Excerpted passage:
◇ ◇ ◇
Classhopper Set

Fine-Tuning GPT OSS 120B for Coding Tasks Using the HUD Reinforcement Learning Platform

Reinforcement LearningCode GenerationHUD PlatformGRPO

We used HUD's RL platform to fine-tune GPT OSS 120B on 100 real-world bug-fixing tasks built from a production codebase. Training with GRPO yielded a +13% improvement (Best@10 runs), and fewer steps per task.

1. Environment Creation

We started with Classhopper, one of our older production apps. It's an Airbnb-style service for discovering and booking classes near you. The codebase was pre-AI era: functional, deployed, but messy. Perfect for realistic coding challenges.

We merged frontend and backend into a single monorepo, verified builds and tests passed, and confirmed it was stable enough for automated evaluation.

We then connected it using HUD's coding environment template. The template handles the heavy lifting of environment creation — it ships with a Dockerfile, a grading harness, and a task runner, so you don't need to build any of that infrastructure yourself. Out of the box, it gives the agent two built-in tools: a bash tool for running shell commands, and an editor tool for viewing, creating, and editing files. These are the only tools the agent gets: no web access, no special APIs, just a terminal and a file editor — the same primitives a human developer would use.
◇ ◇ ◇
Records shown:
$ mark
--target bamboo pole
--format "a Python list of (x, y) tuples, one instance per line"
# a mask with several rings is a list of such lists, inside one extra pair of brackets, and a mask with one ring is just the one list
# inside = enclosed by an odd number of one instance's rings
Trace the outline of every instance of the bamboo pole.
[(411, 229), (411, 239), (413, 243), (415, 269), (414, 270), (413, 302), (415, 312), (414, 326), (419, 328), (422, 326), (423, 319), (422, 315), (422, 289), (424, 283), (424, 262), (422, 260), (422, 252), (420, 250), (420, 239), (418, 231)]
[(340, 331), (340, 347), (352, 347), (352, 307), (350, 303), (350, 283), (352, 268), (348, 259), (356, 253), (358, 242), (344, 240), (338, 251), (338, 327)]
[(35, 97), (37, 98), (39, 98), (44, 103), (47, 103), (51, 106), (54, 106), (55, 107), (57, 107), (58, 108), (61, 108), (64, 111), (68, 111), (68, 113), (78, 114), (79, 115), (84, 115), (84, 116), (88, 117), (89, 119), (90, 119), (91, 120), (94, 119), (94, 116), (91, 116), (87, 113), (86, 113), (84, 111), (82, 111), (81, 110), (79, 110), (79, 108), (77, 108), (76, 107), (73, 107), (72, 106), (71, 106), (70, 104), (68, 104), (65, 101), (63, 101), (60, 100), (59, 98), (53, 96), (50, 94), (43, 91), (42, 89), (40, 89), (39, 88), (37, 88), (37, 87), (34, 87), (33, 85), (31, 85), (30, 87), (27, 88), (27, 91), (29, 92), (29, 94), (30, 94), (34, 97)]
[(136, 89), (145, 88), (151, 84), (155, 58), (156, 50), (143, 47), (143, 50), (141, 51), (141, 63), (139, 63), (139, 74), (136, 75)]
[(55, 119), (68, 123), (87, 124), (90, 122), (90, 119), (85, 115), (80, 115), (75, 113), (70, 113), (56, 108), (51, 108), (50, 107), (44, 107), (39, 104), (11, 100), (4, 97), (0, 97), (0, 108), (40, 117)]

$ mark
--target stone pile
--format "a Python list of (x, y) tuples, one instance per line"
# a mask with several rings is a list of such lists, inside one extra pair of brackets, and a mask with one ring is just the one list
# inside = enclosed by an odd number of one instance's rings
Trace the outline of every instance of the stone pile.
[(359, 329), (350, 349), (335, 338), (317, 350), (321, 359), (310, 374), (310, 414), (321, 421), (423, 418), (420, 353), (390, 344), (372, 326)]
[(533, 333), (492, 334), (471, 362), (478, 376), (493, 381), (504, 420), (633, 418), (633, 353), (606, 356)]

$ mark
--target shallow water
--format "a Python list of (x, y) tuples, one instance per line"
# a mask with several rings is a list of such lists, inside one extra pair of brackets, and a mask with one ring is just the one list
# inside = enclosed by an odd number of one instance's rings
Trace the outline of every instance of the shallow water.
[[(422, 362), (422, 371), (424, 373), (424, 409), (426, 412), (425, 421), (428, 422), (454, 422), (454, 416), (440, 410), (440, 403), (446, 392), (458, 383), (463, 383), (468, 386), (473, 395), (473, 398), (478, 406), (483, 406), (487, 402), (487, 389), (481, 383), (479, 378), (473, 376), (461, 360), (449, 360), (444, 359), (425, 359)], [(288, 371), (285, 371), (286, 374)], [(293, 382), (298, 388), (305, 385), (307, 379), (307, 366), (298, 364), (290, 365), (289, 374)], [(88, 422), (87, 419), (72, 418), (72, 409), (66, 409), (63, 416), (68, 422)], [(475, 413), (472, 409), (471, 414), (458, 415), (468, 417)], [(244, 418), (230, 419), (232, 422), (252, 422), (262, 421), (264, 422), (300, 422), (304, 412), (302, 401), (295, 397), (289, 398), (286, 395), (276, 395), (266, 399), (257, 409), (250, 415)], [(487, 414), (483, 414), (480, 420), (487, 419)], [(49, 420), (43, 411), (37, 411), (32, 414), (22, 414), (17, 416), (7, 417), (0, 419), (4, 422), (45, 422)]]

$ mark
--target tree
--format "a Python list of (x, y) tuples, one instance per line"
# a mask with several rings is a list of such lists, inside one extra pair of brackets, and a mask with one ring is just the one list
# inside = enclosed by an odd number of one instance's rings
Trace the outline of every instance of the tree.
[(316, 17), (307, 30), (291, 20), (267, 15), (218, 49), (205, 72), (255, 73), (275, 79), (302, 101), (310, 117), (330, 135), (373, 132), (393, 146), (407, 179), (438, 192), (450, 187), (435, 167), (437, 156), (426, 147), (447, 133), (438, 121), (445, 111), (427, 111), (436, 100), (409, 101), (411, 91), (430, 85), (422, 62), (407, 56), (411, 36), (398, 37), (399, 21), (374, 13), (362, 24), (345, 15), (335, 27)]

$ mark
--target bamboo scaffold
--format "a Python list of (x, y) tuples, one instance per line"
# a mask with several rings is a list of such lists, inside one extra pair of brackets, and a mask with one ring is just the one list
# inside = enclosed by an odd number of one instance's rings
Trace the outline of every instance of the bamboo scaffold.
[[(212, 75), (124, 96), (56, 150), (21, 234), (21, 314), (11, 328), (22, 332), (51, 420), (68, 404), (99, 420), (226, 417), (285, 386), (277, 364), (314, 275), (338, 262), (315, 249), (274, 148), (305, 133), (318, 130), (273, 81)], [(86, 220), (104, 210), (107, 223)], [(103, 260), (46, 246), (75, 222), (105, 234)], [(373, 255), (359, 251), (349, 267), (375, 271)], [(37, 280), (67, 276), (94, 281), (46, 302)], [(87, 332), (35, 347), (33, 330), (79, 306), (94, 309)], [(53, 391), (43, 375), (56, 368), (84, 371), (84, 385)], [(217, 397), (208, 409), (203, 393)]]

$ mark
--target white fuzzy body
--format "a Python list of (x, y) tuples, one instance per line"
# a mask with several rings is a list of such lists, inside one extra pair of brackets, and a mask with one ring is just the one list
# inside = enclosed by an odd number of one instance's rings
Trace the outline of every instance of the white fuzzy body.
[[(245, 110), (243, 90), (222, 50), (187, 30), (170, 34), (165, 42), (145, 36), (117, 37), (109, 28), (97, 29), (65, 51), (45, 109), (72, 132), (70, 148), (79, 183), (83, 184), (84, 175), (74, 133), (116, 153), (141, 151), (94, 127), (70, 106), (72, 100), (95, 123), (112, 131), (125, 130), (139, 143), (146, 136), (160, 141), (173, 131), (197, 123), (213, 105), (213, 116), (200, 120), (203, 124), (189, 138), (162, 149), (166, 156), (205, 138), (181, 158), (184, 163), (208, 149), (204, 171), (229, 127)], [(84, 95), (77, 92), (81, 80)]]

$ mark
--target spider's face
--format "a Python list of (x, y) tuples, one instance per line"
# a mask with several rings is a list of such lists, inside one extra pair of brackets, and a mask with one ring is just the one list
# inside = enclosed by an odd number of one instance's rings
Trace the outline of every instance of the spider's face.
◇ ◇ ◇
Required action:
Resume the write-up on fine-tuning GPT OSS 120B for coding tasks with HUD's platform, writing on from its final sentence about the agent's two tools.

Answer to this problem:
To connect our codebase, we forked the template and set the REPO_URL build argument in the Dockerfile to point at our Classhopper monorepo. The template clones this repo into the container at build time and wires it into the task runner automatically.

2. Task Creation

Branch Structure

HUD uses a three-branch structure per task ("scenario"), based on their coding template:

  • Baseline: The buggy code the agent starts with.
  • Test: Tests that check the fix and catch regressions.
  • Golden: The correct working code. We mostly kept the original source, cleaning it up where needed.

Bug Design

We built 25 initial bugs across frontend-only, backend-only, and cross-stack categories at easy, medium, and hard difficulties. We then injected these bugs into the code base.

Example bug prompt

"You will be working on a task for project. The repository has already been cloned in /home/ubuntu/project."

Use the tools provided to complete the following task:

Fix the course visibility toggle bug in the Classhopper backend.

The "make all courses visible" endpoint for instructors does the opposite of what it should. After calling PUT /instructors/{id}/courses/visible, all courses become hidden instead of visible.

You MUST edit the relevant file(s) to fix the bug. Do not just describe the fix."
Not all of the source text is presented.